> [Set problem]:
In the forum thread about the dearVR Monitor plug-in, how many loudspeaker formats does the product description list?

> [Excerpted text]:
# Dear VR Monitor - Headphone Surround (Video)



## dog1978 (Jan 12, 2021)

Surround in headphones used to be an expensive proposition. But now there are more and more possibilities with plug-ins to enjoy surround sound with headphones. dearVR offers another option with the PlugIn Monitor. 









dearVR MONITOR


Enter your perfect virtual mix room and produce in any format, anytime and anywhere with headphones. Don’t be limited by room acoustics and missing multi-channel speaker setups | 5 reference-grade mix rooms | for stereo and multi-channel productions | 26 loudspeaker formats | 11 listening...




www.dearvr.com


----------



## jononotbono (Jan 12, 2021)

Yeah I’m excited about trying this out. I was gonna buy it a month ago but I’ve been busy. Being able to mix in Atmos, on headphones. That’s a great thing (providing your headphones are great and this plugin actually works well).


----------



## Detalion (Jan 14, 2021)

Thanks for this great review. I like DearVR Pro but this plugin I'm really skeptical.I listen your video with Airpod. I find that the sound is not neutral enough for mastering.

In stereo mode, I find that the plug-in is expensive for this type of use, there are other solutions more adapted and cheaper (Sonarworks or Realphone with room simulation).

> [Material provided]:
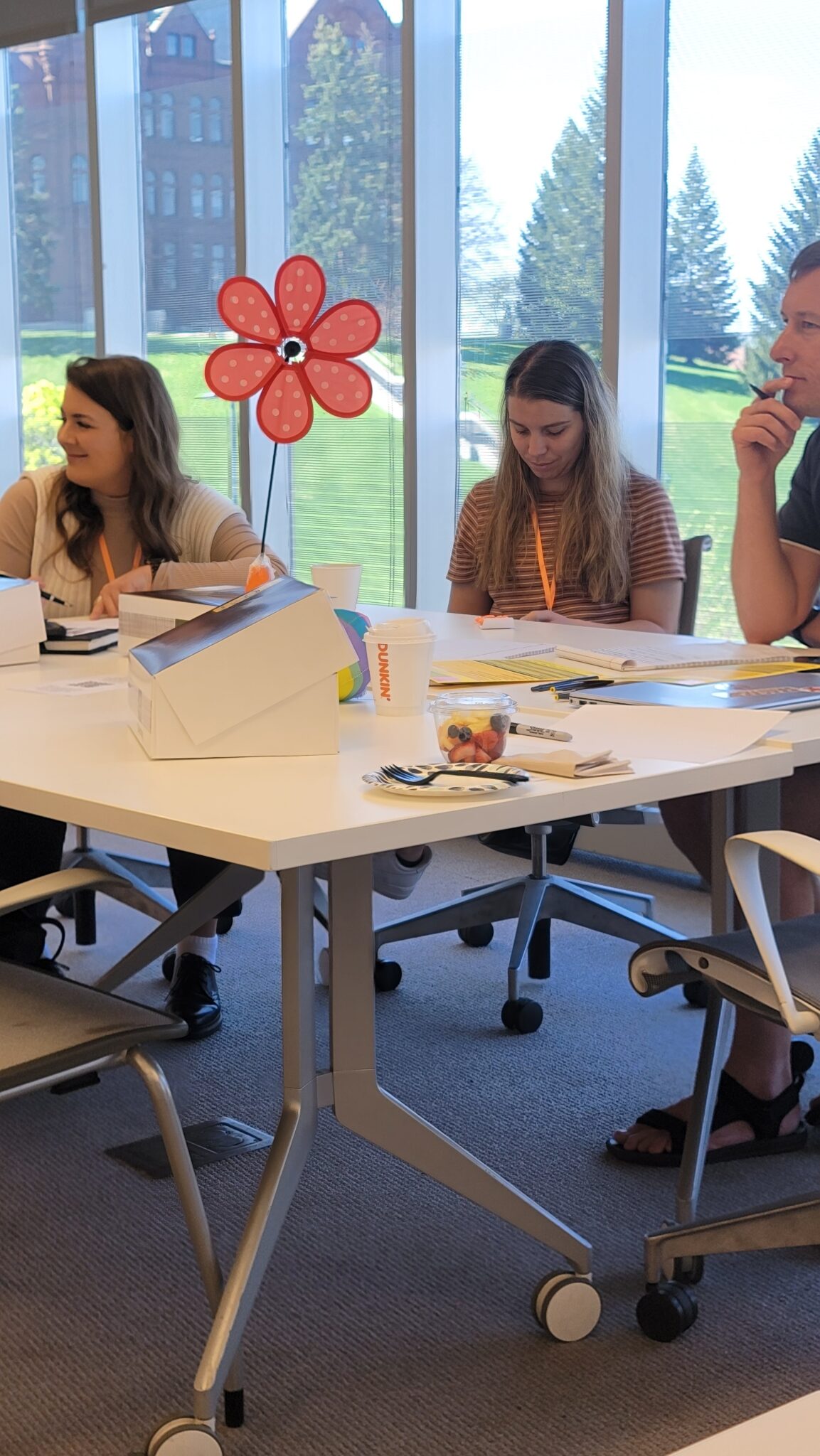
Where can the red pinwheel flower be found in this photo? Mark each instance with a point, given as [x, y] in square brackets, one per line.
[293, 355]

> [Solution to this exercise]:
26 loudspeaker formats.